Copy the entire listing below line for line, leaving out the pictures.

#####

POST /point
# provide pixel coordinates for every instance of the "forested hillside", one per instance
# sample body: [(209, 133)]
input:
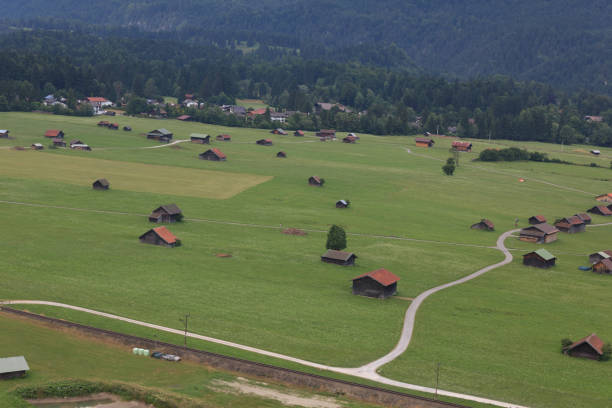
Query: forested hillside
[(562, 42)]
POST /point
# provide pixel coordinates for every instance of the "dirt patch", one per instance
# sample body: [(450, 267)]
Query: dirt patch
[(260, 389)]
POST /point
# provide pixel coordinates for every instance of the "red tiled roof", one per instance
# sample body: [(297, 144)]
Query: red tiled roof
[(165, 234), (382, 276)]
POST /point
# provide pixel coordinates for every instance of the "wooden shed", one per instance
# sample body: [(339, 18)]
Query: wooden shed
[(13, 367), (213, 154), (379, 284), (540, 259), (166, 213), (589, 347), (537, 219), (339, 257), (571, 225), (316, 181), (200, 138), (424, 142), (600, 210), (539, 233), (484, 224), (101, 184), (159, 236)]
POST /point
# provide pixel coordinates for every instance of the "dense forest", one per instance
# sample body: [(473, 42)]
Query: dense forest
[(382, 100), (565, 43)]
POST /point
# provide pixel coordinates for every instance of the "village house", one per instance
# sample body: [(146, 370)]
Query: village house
[(540, 258), (101, 184), (163, 135), (199, 138), (539, 233), (54, 133), (166, 213), (484, 224), (213, 154), (378, 284), (13, 367), (570, 225), (159, 236), (424, 142), (339, 257), (590, 347)]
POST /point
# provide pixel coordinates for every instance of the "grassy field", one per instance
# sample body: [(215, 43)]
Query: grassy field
[(497, 336)]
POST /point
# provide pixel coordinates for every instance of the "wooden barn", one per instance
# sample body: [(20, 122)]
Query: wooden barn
[(571, 225), (484, 224), (342, 204), (339, 257), (159, 236), (540, 259), (54, 133), (315, 181), (600, 210), (536, 219), (13, 367), (213, 154), (166, 213), (199, 138), (598, 256), (163, 135), (586, 218), (590, 347), (459, 146), (101, 184), (539, 234), (379, 284), (424, 142), (603, 266)]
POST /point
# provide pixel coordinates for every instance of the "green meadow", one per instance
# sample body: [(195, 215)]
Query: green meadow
[(497, 336)]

#####

▶ Response:
POST /point
# provide pixel coordinates for every instance of the "forested hillside", one per instance
# sample body: [(209, 133)]
input:
Query: forested hillside
[(562, 42)]
POST /point
# provide pixel coordinates for every instance of the "dirt patch", one per instance
# sample body: [(450, 267)]
Query: dirt patch
[(260, 389)]
POST /point
# provide pixel coordinates for every instance of the "red tiled roof", one per instance
# sample body: [(297, 144)]
Query: red tiled roof
[(165, 234), (382, 276)]
POST /point
# provide pixel coordinates for every instance of the "wooden shed", one per instance
# sample body: [(339, 18)]
Query: wooden shed
[(13, 367), (213, 154), (379, 284), (540, 259), (166, 213), (589, 347), (537, 219), (339, 257), (571, 225), (316, 181), (200, 138), (424, 142), (600, 210), (539, 233), (484, 224), (101, 184), (159, 236)]
POST /point
# provide pixel coordinates for every instance of the "dense forest", one per instance
# sample body: [(473, 42)]
Query: dense forest
[(382, 100), (565, 43)]
POST /point
# provide pixel coordinates for every instance of the "village house", one per instance
# sample body: [(146, 370)]
Query: village house
[(540, 258), (101, 184), (163, 135), (199, 138), (539, 233), (54, 133), (166, 213), (484, 224), (213, 154), (378, 284), (13, 367), (570, 225), (159, 236), (424, 142), (339, 257), (590, 347)]
POST /point
# provide pixel coordinates for every instance of the "grassy field", one per instance
# sample body: [(215, 43)]
Query: grassy field
[(497, 336)]
POST /point
# provide pixel coordinates for every instance of the "wooden barn", one per instance
# sample body: [(20, 122)]
Query: wooden barn
[(571, 225), (484, 224), (342, 204), (339, 257), (159, 236), (540, 259), (54, 133), (315, 181), (600, 210), (536, 219), (13, 367), (213, 154), (166, 213), (199, 138), (598, 256), (163, 135), (586, 218), (590, 347), (459, 146), (101, 184), (539, 234), (379, 284), (424, 142), (603, 266)]
POST /point
# provide pixel coordinates for every instance of the "green meadow", one per instance
# sample body: [(195, 215)]
Query: green meadow
[(497, 336)]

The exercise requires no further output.